JOB: Update the lines from the line with "man in white" through the last line by replacing "keypoint" with "marker", leaving everything else unchanged, and give only those lines.

Object pointing dataset rows
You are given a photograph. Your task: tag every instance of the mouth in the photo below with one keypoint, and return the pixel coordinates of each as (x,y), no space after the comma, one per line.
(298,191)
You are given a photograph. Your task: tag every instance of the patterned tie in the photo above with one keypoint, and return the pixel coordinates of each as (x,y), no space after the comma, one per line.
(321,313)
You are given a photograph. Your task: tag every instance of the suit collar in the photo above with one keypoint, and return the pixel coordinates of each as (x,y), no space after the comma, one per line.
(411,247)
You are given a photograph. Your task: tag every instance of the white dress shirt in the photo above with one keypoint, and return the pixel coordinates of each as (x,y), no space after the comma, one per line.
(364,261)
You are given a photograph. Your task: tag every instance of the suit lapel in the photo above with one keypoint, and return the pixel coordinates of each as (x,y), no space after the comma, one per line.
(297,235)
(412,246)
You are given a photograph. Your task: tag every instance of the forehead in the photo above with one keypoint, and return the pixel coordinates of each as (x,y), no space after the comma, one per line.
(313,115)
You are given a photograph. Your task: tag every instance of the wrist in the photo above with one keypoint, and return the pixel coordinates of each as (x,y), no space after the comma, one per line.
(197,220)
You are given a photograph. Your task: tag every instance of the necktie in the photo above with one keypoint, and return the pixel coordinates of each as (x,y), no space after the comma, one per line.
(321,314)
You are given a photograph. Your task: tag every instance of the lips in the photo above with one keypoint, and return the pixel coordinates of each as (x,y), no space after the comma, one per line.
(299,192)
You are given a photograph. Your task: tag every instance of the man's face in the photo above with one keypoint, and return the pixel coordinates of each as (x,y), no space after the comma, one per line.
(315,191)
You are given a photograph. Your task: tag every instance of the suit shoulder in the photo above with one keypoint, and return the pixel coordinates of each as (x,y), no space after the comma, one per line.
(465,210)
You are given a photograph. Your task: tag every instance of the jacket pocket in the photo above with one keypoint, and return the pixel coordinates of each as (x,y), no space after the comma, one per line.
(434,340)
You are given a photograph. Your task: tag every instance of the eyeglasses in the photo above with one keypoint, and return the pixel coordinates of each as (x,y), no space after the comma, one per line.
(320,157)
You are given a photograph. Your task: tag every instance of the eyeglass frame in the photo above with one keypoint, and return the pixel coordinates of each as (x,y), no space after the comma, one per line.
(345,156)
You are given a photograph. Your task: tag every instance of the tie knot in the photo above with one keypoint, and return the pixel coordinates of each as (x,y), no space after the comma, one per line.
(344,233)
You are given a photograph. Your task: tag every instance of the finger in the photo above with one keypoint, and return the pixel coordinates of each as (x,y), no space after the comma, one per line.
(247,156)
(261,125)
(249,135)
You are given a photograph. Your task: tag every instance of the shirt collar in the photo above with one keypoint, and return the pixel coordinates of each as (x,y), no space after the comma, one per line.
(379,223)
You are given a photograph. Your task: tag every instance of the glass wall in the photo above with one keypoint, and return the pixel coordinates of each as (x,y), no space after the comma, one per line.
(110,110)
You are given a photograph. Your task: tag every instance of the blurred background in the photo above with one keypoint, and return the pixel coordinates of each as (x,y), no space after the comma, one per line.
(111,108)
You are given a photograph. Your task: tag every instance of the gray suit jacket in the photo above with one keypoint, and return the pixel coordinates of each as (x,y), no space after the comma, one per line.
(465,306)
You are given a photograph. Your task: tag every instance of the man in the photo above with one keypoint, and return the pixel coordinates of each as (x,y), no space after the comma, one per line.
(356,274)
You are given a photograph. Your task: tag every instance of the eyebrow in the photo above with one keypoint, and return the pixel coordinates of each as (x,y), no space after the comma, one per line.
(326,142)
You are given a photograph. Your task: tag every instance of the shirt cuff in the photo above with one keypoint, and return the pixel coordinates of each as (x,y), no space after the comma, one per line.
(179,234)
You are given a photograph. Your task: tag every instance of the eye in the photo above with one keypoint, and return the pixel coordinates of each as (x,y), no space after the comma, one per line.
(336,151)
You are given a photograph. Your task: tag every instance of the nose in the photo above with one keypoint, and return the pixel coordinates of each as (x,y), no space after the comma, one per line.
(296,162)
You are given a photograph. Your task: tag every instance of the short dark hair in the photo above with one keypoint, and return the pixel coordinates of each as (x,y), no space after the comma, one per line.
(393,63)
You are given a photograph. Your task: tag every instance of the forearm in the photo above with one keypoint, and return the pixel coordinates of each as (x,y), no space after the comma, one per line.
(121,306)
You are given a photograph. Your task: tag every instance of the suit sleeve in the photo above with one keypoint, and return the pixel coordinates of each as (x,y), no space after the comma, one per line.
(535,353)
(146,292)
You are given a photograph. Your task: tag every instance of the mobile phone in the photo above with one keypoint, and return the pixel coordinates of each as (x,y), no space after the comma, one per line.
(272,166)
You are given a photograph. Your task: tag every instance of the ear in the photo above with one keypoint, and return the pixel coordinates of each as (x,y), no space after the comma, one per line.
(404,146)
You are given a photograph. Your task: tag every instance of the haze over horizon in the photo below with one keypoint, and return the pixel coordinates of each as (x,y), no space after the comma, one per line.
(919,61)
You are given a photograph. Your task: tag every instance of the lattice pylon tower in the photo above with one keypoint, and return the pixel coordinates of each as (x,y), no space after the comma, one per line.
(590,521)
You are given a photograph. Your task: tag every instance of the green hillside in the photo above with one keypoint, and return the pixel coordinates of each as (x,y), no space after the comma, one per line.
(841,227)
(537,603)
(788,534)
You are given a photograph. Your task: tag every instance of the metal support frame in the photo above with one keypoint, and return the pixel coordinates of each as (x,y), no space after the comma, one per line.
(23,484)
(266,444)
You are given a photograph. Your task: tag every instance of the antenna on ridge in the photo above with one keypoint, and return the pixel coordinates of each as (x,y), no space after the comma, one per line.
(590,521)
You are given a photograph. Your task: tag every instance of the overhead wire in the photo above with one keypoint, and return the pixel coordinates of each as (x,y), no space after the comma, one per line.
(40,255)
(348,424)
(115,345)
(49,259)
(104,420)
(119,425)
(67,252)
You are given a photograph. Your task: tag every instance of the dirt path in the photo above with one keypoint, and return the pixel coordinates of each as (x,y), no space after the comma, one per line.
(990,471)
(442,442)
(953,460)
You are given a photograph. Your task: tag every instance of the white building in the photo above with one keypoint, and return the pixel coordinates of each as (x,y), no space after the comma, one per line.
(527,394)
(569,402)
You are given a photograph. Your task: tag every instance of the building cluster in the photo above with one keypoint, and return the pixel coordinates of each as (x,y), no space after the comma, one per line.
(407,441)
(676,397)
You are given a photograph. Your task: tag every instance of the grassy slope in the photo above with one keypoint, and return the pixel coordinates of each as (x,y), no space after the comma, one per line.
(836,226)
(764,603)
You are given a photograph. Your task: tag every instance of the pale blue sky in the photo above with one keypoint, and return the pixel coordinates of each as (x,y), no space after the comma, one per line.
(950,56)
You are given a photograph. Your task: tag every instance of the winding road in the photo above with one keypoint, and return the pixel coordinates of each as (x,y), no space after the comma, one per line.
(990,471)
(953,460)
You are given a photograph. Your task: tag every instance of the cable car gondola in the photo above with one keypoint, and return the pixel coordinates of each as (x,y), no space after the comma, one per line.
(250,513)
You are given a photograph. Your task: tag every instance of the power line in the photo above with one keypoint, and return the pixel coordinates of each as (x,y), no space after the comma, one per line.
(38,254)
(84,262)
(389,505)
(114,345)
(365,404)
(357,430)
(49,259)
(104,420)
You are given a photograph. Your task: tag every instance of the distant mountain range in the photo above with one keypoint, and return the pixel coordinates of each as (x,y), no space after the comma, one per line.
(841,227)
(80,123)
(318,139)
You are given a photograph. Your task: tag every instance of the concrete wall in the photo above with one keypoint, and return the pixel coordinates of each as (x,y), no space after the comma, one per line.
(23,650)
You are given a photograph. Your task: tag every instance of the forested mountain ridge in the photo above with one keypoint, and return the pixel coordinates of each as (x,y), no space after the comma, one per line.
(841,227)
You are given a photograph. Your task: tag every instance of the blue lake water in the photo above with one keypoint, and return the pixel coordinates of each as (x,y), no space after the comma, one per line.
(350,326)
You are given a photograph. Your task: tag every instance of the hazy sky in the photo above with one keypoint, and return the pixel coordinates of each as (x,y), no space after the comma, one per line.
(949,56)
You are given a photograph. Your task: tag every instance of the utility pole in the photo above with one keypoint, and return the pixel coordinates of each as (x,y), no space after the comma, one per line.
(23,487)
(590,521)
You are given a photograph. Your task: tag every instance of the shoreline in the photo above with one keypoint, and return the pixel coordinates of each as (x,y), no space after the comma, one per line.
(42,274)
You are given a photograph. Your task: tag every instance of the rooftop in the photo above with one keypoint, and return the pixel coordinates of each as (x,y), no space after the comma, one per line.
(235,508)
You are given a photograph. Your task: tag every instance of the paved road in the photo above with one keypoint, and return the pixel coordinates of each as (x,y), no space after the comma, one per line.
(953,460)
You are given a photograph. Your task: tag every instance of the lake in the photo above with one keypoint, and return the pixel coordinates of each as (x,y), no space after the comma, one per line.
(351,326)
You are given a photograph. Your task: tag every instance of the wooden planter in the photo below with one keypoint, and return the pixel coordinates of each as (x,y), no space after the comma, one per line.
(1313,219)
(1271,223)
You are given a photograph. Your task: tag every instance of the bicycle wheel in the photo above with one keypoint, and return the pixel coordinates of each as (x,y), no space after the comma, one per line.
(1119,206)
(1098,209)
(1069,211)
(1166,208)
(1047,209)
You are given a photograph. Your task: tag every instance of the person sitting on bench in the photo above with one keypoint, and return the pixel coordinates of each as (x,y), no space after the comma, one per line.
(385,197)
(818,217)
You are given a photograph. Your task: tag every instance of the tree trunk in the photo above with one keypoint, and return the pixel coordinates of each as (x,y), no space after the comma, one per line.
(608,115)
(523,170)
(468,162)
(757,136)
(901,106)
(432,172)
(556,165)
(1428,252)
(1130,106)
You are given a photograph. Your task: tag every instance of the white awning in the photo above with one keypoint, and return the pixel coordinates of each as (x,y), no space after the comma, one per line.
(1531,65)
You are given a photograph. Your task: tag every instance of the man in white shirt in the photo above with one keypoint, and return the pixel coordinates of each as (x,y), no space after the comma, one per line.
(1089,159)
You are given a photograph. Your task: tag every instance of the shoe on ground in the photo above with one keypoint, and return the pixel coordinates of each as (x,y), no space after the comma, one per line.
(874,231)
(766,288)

TASK RESPONSE:
You are given a photograph. Your task: tag every instance of the man in white shirt in the photo above with one marker, and return the pixel coordinates of each as (x,y), no space after the comma, one per line.
(1089,159)
You are given a photograph. Your task: tag every instance of the shoe on ground in the photo above with one marker, and return the pixel coordinates of each as (x,y), no space after the comma, one per line.
(874,231)
(766,288)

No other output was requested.